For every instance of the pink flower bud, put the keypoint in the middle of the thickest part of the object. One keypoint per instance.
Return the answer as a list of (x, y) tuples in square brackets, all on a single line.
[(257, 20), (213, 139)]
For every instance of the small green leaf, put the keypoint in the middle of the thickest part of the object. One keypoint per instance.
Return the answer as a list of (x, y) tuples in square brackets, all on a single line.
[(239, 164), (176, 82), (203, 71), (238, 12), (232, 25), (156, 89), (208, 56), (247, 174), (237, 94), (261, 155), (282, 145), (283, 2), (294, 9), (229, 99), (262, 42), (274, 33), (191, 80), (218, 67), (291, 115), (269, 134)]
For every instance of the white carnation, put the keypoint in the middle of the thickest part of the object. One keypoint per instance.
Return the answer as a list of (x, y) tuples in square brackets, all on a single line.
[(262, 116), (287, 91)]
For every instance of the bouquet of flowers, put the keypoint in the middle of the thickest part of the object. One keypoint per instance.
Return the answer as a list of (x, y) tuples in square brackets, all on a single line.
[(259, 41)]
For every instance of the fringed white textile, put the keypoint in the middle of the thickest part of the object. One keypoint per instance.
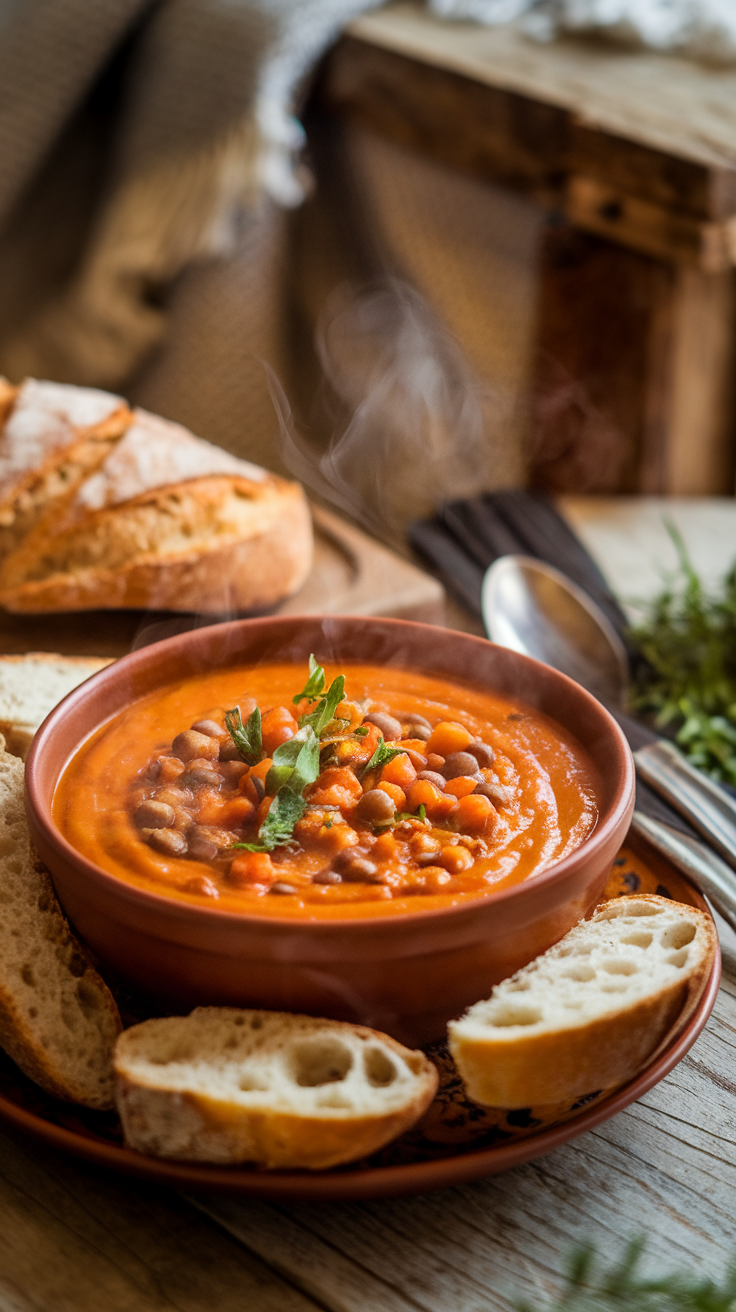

### Exercise goal
Rewrite all of the items above, swapping "thickest part" for "widest part" and leaving everything else as it is. Leave the pictures out of your answer.

### Result for this exercise
For every instance of the pink flower bud, put the keypoint in the middle of the widest part of the object. One keypoint per instance.
Return the answer as a list of (x, y) tuples in square brackets, all on a single line.
[(257, 20), (213, 139)]
For every instance of the small green leaf, put the keypoint in the middle of the widest part of the object. One keypoint per instance.
Return the answer as a list of (x, y) tuples in square brackets, all on a single line.
[(239, 164), (176, 82), (203, 71), (238, 12), (232, 25), (156, 89), (208, 56), (247, 174), (237, 94), (261, 155), (282, 145), (283, 2), (294, 9), (229, 99), (262, 42), (274, 33), (191, 80), (218, 67), (291, 115), (269, 134)]
For every instance of the white carnation, put the keypoint in the middle of the widest part of the object. One keypoint per instance.
Return the answer as a list of (x, y) tuples in square brackets, all on a single line.
[(262, 116), (287, 91)]
For every instance of the bouquet of flowers, put the keypoint in the middle of the widest part of the object. One keypoint per instance.
Return the answer as a list of (x, y) tuples in square brackets, all on a single line.
[(259, 41)]
For every instance of the fringed white textile, put the keypoint in the middle of the widest part of the object. One keypoint per instance.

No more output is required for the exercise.